SET PROBLEM »
Reproduce each line of the following records verbatim.

Collection entries:
====

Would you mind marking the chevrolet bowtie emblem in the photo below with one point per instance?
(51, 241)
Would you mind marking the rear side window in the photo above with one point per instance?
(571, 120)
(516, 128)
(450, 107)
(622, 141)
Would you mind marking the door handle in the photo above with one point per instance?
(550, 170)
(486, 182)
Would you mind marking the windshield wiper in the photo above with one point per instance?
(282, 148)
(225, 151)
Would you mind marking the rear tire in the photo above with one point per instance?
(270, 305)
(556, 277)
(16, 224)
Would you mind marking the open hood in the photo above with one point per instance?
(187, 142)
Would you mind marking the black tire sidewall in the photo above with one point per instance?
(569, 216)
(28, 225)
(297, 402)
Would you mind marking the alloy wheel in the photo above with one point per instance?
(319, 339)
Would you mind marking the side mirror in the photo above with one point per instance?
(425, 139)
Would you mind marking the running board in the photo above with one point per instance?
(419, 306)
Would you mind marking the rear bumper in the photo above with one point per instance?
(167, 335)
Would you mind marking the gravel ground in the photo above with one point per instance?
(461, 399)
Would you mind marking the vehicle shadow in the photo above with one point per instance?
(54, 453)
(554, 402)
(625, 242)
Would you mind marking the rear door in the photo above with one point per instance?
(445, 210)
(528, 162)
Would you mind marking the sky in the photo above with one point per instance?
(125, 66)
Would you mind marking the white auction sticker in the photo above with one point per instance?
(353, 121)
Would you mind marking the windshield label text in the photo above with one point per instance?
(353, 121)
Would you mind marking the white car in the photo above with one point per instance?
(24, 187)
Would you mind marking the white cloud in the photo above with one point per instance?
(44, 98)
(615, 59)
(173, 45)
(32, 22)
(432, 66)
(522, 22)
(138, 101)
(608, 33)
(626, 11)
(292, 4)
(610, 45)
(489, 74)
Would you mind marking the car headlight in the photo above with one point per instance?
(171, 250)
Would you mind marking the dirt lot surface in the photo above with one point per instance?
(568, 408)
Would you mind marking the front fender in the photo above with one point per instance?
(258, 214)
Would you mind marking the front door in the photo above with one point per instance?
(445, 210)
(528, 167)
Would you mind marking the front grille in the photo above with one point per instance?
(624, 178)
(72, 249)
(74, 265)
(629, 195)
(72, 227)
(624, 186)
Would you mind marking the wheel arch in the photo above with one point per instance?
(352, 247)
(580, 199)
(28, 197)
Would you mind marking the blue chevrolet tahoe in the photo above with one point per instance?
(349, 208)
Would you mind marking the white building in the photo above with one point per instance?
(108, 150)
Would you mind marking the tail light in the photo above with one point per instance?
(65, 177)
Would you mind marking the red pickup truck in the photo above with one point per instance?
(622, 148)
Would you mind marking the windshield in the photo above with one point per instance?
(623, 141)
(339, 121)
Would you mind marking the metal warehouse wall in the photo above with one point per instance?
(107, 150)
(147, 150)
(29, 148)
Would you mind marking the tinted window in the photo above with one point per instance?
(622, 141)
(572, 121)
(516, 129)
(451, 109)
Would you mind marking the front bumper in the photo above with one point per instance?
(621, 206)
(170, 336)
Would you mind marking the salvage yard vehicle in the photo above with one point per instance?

====

ANSWER TO THIS TASK »
Would you mind marking the chevrolet bowtie emblem in the photo below with one point per instance?
(51, 241)
Would you mind marking the rear side window in the photo above with one point per instance?
(571, 120)
(516, 128)
(450, 107)
(622, 141)
Would you mind marking the door handle in the photo above with one point per instance?
(550, 170)
(486, 182)
Would you mind marking the windshield wiper in the photo above with one point per instance?
(282, 148)
(225, 151)
Would you mind marking the rear tire in the photo above with one point per instance?
(270, 305)
(556, 277)
(16, 224)
Would you mind marking the open hood in the photo above with one point per instance?
(187, 142)
Would you mind marking the black tire sidewall in the photo above with one point per instance?
(569, 216)
(28, 225)
(297, 402)
Would you mind marking the alloy wheel in the photo above with one point per instance?
(319, 339)
Would you mind marking the side mirror in the photo above with one point per instance?
(425, 139)
Would you mind marking the running board in the photo above with one point per instance?
(419, 306)
Would you mind marking the rear bumper in the photo above with one point per instance?
(167, 335)
Would you mind marking the gravel ground in the photo above with one point per instance?
(461, 399)
Would you mind marking the vehicle shadow in the photo above with one point per instance?
(54, 453)
(554, 402)
(625, 242)
Would you mind marking the rear door in the photo above with one point per instance?
(445, 210)
(528, 162)
Would you mind marking the sky in the photo above with one point per instance?
(125, 66)
Would you mind marking the white auction sticker in the photo above with one point per instance?
(353, 121)
Would you mind marking the windshield label text in the photo above with one point per instance?
(353, 121)
Would you mind marking the white car in the photo above with one point per instance?
(24, 187)
Would you mind marking the white cloud in the photo above with one point per instance?
(44, 98)
(615, 59)
(173, 45)
(32, 22)
(432, 66)
(522, 22)
(138, 101)
(608, 33)
(626, 11)
(292, 4)
(610, 45)
(489, 74)
Would you mind marking the car headlight in the photo above with one point per instance?
(171, 250)
Would you mind marking the dirt lot surface in the photo above with one point per instance?
(568, 408)
Would you mind marking the front fender in the photo above with one point per instance?
(258, 214)
Would you mind marking the front door in the photo above with one point per instance?
(445, 210)
(528, 167)
Would you mind marking the front grille in the photo above with one point per instance?
(624, 178)
(72, 249)
(74, 265)
(629, 195)
(72, 227)
(624, 186)
Would you mind marking the wheel arch in the photo above with one point per instance?
(352, 247)
(580, 199)
(28, 197)
Would you mind marking the blue chevrolet tahoe in the photo above with one point per instance?
(349, 208)
Would you mind marking the white building in the photo above with one point per instance?
(108, 150)
Would you mind marking the tail light in the photo above with one point per instance?
(65, 177)
Would you mind marking the red pickup truck in the photo above with one point per instance?
(622, 148)
Would you mind marking the windshield in the photo above with one point per instance?
(623, 141)
(339, 121)
Would you mind marking the metal warehouse wall in the photo above with one point per instance?
(107, 150)
(147, 150)
(29, 148)
Would you mind marking the tinted window in the photo above with one point per instance?
(622, 141)
(572, 121)
(516, 129)
(451, 109)
Would you mind marking the front bumper in the photo above with one point per instance?
(621, 206)
(170, 336)
Would you mind marking the salvage yard vehicle in the photo above with one point per instance?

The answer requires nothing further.